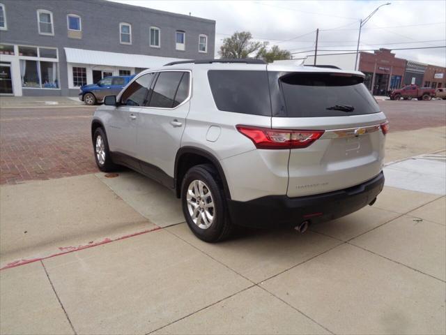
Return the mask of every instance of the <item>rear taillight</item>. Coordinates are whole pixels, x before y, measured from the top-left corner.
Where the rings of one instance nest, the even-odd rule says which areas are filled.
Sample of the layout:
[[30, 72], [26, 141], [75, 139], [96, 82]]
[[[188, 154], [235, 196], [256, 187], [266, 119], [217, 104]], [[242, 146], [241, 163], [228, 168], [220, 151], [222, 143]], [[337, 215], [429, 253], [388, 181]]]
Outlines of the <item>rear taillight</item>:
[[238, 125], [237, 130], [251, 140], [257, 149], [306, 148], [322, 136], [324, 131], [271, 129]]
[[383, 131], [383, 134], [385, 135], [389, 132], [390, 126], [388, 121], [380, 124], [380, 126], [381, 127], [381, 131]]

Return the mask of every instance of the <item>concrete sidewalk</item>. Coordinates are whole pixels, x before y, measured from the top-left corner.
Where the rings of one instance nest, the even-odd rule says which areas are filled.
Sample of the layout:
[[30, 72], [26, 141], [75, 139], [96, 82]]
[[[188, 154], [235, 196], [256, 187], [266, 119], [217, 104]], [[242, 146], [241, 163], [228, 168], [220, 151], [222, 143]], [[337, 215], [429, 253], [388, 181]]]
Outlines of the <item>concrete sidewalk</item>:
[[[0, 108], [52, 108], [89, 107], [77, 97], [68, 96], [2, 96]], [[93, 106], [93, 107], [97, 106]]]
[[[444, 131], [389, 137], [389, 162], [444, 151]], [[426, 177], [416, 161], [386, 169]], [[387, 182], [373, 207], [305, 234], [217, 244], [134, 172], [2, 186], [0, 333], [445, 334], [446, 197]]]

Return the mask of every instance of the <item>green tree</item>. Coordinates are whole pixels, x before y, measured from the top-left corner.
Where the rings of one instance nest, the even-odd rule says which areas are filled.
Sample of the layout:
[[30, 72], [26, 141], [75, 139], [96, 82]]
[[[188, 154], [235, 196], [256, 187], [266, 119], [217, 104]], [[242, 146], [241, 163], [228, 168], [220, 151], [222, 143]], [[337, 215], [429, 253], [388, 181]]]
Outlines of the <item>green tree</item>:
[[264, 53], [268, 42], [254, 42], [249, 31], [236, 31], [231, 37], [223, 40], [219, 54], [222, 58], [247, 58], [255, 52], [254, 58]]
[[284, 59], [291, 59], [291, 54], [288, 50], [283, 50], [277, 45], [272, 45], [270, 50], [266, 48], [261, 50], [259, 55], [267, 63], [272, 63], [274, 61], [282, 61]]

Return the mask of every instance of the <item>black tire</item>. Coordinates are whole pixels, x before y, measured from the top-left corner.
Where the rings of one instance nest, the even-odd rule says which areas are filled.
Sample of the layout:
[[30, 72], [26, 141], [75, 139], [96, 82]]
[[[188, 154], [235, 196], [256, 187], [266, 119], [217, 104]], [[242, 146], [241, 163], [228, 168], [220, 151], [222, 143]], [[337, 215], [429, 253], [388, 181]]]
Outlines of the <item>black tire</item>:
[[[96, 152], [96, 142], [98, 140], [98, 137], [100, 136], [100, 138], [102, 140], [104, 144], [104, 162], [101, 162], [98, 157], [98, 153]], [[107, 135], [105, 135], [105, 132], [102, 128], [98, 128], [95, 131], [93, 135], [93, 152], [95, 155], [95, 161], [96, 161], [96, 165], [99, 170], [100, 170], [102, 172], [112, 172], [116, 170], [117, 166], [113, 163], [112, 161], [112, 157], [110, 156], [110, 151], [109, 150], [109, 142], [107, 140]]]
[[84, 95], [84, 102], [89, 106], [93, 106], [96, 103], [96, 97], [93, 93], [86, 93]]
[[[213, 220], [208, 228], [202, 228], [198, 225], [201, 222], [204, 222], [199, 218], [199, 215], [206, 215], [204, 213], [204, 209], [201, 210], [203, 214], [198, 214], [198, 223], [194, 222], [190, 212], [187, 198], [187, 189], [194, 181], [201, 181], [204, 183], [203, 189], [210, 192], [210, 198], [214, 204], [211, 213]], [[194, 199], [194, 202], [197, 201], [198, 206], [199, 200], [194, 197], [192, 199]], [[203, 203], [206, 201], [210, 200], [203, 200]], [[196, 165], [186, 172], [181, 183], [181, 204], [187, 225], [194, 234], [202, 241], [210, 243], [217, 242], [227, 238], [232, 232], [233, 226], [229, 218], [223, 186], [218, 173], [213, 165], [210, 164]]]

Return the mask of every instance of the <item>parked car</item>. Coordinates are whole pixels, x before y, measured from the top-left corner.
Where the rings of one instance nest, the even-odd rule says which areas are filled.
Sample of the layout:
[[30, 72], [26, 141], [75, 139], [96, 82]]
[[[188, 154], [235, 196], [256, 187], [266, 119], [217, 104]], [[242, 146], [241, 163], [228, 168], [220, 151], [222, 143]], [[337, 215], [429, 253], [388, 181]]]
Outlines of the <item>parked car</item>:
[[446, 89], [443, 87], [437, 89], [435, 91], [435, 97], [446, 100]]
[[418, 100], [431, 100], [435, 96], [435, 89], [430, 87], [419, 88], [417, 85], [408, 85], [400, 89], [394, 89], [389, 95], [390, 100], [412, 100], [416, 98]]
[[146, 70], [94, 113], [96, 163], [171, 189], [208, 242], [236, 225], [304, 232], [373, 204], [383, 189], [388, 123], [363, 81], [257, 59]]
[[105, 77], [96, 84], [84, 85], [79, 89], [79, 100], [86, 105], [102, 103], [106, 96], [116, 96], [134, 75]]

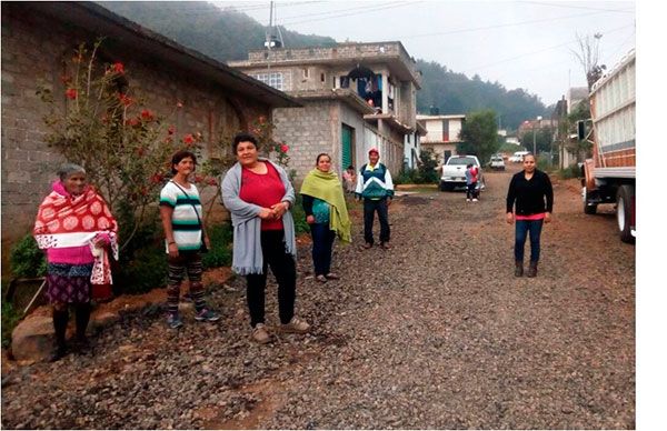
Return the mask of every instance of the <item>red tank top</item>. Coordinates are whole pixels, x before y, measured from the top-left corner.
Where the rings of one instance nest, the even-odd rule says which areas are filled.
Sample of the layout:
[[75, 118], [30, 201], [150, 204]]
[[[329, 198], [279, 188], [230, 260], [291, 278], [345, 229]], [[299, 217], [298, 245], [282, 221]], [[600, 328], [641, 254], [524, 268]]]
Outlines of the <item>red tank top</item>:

■ ■ ■ ■ ■

Quote the listing above word for word, from its beginning through the line that contains "131], [271, 129]]", including that line. Omit the pictures.

**FINAL RESULT**
Return the mask of every instance of the <item>rear taillight</item>. Coordinates are whole pixels, x before y, measured from the top-left corner.
Where the rings of one instance nest, the even-odd rule says which areas are filled.
Sample of the layout:
[[30, 72], [26, 141], [75, 139], [96, 82]]
[[[188, 154], [235, 196], [256, 187], [266, 119], [217, 104]], [[242, 146], [241, 163], [228, 168], [220, 151], [222, 143]], [[337, 215], [429, 253], [388, 181]]]
Outlines of the <item>rear taillight</item>:
[[238, 125], [237, 130], [251, 140], [257, 149], [306, 148], [322, 136], [324, 131], [271, 129]]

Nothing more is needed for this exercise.